TASK A >>
Answer these questions about the post on mixed parameterization of a normal sample:
(i) From what distribution are the observations drawn, and which of its parameters are unknown?
(ii) Into what form does the writer want to rewrite the joint density?
(iii) Which parameterization does the writer's own derivation lead to instead?

# Mixed parameterization of sample from normal distribution

I am studying exponential families and mixed parameterizations. Now, I am told that $$\mathbf{\theta} = \begin{bmatrix}\mu\\ -\frac{1}{2\sigma^2}\end{bmatrix}$$ is the parameter in a variation-independent mixed parameterization for a sample of $$i=1,\dots,n$$ observations, sampled from $$X \sim \mathcal{N}(\mu,\sigma^2)$$ independently, with $$\mu$$ and $$\sigma$$ unknown but I have not been able to derive this for myself.

The joint distribution of the samples is given by $$f(\mathbf{x}|\mu,\sigma^2) = (2\pi \sigma^2)^{-n/2} \exp \left[ -\frac{1}{2\sigma^2} \sum_{i=1}^n \left( x_i^2 - 2x_i\mu + \mu^2\right) \right].$$ I want to rewrite this density function so that it takes the form $$a(\mathbf{\theta})h(\mathbf{x})\exp[\mathbf{\theta}^\intercal t\mathbf({x})]$$ and this is where I am stuck. I can see that \begin{aligned} f(\mathbf{x}|\mu,\sigma^2) &= (2\pi \sigma^2)^{-n/2} \exp \left[ -\frac{1}{2\sigma^2} \sum_{i=1}^n \left( x_i^2 - 2x_i\mu + \mu^2\right) \right] \\ &= (2\pi \sigma^2)^{-n/2} \exp \left[ -\frac{\sum_{i=1}^n x_i^2}{2\sigma^2} + \frac{\mu\sum_{i=1}^n x_i}{\sigma^2} \right] \exp \left[ \frac{\mu^2}{\sigma^2} \right] \\ \end{aligned}, but this only leads me to the normal canonical parameterization with $$\mathbf{\theta} = \begin{bmatrix}\frac{\mu}{\sigma^2} \\ -\frac{1}{2\sigma^2}\end{bmatrix}\quad t(\mathbf{x}) = \begin{bmatrix}\sum_{i=1}^n x_i \\ \sum_{i=1}^n x_i^2\end{bmatrix}$$ which is not what I need.

TASK B >>
Output the lines of the listing as a JSON list of strings, one string per line and no blank lines, starting with the line that contains "In the photo above, where can the white facade" and going on through the line that contains "pixel 285 95".

DATA TO PROCESS >>

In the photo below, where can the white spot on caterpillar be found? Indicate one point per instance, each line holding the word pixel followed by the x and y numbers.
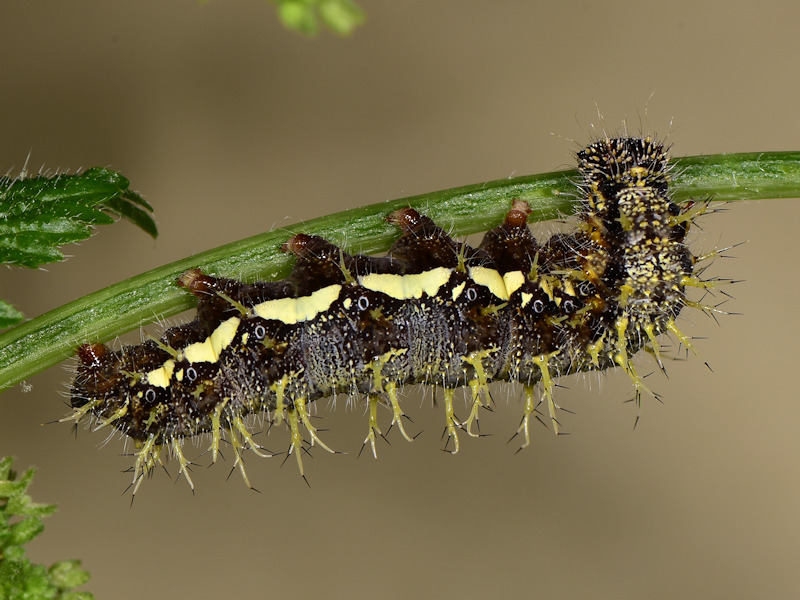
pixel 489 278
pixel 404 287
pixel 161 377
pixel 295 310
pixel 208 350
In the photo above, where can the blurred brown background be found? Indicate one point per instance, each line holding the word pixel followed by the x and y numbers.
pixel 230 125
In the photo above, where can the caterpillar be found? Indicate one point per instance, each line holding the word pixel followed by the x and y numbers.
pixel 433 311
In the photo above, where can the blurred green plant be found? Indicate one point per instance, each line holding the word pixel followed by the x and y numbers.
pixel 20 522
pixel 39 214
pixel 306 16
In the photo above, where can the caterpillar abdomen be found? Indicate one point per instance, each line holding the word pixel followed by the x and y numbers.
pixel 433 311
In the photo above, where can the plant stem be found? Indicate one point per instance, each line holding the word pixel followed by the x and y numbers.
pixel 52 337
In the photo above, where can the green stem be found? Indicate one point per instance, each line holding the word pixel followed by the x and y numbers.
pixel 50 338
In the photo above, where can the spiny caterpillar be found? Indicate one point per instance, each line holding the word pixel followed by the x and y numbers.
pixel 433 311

---

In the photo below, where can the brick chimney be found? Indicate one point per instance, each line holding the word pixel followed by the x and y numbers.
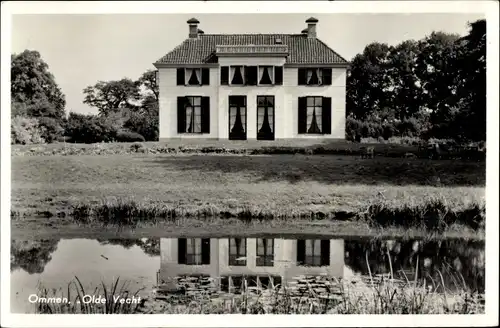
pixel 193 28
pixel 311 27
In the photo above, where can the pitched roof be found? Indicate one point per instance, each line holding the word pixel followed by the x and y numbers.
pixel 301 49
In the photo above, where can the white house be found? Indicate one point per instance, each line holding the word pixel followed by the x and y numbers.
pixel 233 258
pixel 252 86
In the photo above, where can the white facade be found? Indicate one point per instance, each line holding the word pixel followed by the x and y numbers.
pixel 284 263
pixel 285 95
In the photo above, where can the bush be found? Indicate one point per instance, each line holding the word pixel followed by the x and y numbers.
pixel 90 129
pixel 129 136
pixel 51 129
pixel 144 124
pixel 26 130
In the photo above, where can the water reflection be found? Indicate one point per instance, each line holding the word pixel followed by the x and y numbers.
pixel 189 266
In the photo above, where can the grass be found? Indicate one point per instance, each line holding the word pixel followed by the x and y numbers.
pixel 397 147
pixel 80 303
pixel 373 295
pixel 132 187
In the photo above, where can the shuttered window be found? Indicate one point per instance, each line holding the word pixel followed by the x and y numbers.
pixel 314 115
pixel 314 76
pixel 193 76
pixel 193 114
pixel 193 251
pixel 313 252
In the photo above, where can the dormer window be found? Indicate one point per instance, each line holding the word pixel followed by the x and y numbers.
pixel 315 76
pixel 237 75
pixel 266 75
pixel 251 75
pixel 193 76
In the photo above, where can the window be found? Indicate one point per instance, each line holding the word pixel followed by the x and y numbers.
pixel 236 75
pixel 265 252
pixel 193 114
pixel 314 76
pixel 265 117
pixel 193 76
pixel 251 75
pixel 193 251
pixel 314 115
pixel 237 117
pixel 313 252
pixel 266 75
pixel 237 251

* * *

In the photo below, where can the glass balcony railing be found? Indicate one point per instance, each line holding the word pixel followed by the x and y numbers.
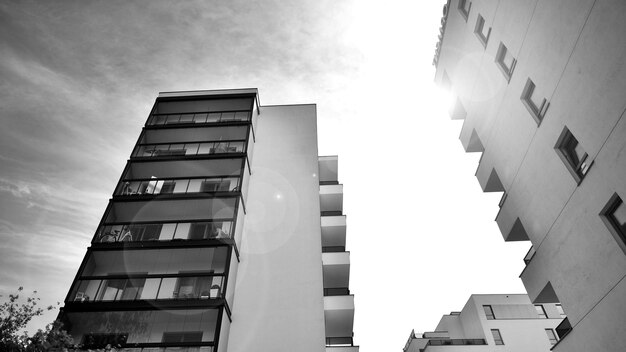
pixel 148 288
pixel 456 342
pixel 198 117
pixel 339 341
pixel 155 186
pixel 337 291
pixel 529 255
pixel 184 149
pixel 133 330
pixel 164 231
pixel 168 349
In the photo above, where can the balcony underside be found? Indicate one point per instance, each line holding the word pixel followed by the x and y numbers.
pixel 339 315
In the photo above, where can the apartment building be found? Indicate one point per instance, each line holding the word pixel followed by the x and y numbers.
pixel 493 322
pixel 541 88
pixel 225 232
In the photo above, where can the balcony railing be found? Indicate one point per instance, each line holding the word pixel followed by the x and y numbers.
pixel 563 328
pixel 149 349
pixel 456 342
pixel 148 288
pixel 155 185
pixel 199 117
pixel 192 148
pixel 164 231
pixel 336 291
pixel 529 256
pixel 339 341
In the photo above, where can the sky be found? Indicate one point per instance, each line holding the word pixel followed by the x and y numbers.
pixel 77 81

CORRECT RESULT A >>
(i) From X ~ N(μ, σ²), sampled independently, with μ and σ both unknown.
(ii) The form a(θ)h(x)exp[θᵀt(x)].
(iii) The normal canonical parameterization, with θ = [μ/σ², −1/(2σ²)] and t(x) = [Σ xᵢ, Σ xᵢ²].

CORRECT RESULT B >>
[
  "In the photo above, where can the white facade be found? Indicate one point per instance, each line holding the word pixel followed by the x and y numbers.",
  "pixel 284 263",
  "pixel 285 95"
]